STATED PROBLEM:
Return all of the records below line for line, with every character unchanged.

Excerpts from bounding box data
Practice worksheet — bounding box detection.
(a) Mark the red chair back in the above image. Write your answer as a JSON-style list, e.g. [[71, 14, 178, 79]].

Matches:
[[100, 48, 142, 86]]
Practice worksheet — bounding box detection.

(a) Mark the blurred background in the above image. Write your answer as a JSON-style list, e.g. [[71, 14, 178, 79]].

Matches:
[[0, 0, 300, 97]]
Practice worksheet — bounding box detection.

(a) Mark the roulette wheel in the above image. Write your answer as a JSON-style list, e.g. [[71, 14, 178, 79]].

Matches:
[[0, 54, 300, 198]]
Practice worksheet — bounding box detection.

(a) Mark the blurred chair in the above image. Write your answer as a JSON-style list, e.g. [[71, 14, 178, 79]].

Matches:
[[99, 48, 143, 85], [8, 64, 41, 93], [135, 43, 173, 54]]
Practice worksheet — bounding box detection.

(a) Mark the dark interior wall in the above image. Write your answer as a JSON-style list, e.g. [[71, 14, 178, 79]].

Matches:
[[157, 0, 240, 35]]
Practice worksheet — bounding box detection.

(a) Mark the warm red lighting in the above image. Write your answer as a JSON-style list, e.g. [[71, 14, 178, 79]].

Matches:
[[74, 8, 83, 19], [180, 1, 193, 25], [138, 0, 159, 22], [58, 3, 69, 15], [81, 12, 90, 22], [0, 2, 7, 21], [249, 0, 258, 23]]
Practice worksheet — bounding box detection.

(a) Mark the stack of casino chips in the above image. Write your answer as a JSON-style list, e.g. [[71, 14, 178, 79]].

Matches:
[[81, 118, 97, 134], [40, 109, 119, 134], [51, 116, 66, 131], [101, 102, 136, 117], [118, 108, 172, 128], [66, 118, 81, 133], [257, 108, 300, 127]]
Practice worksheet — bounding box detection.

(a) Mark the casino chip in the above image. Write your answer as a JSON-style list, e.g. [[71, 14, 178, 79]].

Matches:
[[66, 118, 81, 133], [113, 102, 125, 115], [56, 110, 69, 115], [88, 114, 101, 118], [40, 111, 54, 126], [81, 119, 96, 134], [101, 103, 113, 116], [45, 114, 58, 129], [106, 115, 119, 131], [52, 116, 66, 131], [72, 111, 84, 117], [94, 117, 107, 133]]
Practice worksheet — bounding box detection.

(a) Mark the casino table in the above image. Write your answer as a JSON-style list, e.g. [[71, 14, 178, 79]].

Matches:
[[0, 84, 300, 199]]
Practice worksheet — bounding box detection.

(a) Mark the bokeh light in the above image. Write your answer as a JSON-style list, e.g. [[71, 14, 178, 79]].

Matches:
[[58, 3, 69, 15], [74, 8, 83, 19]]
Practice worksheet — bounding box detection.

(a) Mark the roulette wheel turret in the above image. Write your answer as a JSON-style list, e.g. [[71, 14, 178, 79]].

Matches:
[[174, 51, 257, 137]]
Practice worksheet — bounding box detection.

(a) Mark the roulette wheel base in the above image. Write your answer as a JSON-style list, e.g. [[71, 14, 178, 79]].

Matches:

OUTPUT:
Practice worksheet — bounding box detection.
(a) Mark the red chair back in the above image. Write your answer as a JSON-style list, e.g. [[71, 14, 178, 79]].

Matches:
[[100, 48, 142, 86]]
Practice worksheet — bounding box detection.

(a) Mark the blurred background in the above image. Write your answer as a JSON-style list, e.g. [[71, 14, 178, 79]].

Matches:
[[0, 0, 300, 97]]
Practice worksheet — bounding box detection.

(a) Mark the roulette wheel in the above image. Write your answer as a JSON-style list, e.g. [[71, 14, 178, 79]].

Matches:
[[0, 54, 300, 198]]
Practice worksheet — bounding box detection.

(a) Mark the blurred chair in the above image. Write your answer as a JSON-style list, e.g. [[71, 14, 178, 79]].

Matches:
[[99, 48, 143, 85], [8, 64, 41, 93], [135, 43, 173, 54]]
Practice worksheet — bounding box detection.

(a) Mark the dark interior wall in the above image. Write your answer as a JSON-style list, e.g. [[71, 14, 178, 79]].

Matches:
[[157, 0, 240, 35]]
Practice worksheet — bounding box detection.

(a) Mark the warm red lighting in the above image. Write your answer as a JSON-style list, e.g. [[71, 14, 178, 79]].

Matches:
[[74, 8, 83, 19], [180, 1, 193, 25], [138, 0, 159, 22], [58, 3, 69, 15], [81, 12, 90, 22], [0, 2, 7, 21], [249, 0, 258, 23]]
Practice worksheet — bounding box detection.

(a) Mark the stack of casino chips in the above image. Write your answer as a JSON-style list, e.g. [[71, 14, 178, 79]].

Matches:
[[81, 118, 97, 134], [40, 109, 119, 134], [51, 116, 66, 131], [101, 102, 136, 117], [118, 108, 172, 128], [66, 118, 81, 133], [257, 108, 300, 127]]
Practice worksheet — bounding box detection.

(a) Mark the casino chip in the above image. Write your answer as a JSON-style list, e.g. [[71, 14, 178, 79]].

Matches:
[[66, 118, 81, 133], [113, 102, 125, 115], [56, 110, 69, 115], [88, 114, 101, 118], [40, 111, 54, 126], [81, 119, 96, 134], [101, 103, 113, 116], [45, 114, 58, 129], [106, 115, 119, 131], [52, 116, 66, 131], [72, 111, 84, 117], [94, 117, 107, 133]]
Practice worksheet — bounding box detection.

(a) Mark the casino table in the above image. Write your answer as a JSON-style list, e.g. [[71, 14, 178, 79]].

Matches:
[[0, 84, 300, 199]]
Practice worksheet — bounding box detection.

(a) Mark the bokeh light in the above image. Write your answer as a JSON-style list, e.g. [[71, 14, 178, 79]].

Matches:
[[58, 3, 69, 15], [74, 8, 83, 19]]
Practice worksheet — bounding box detection.

(a) Mark the roulette wheel turret in the above image. Write your answer as a JSON-style list, e.g. [[71, 14, 178, 79]].

Matches:
[[174, 51, 257, 137]]
Practice worksheet — bounding box detection.

(a) Mark the roulette wheel base in the above image. Write your answer as a JSON-style list, e.g. [[71, 14, 178, 79]].

Matches:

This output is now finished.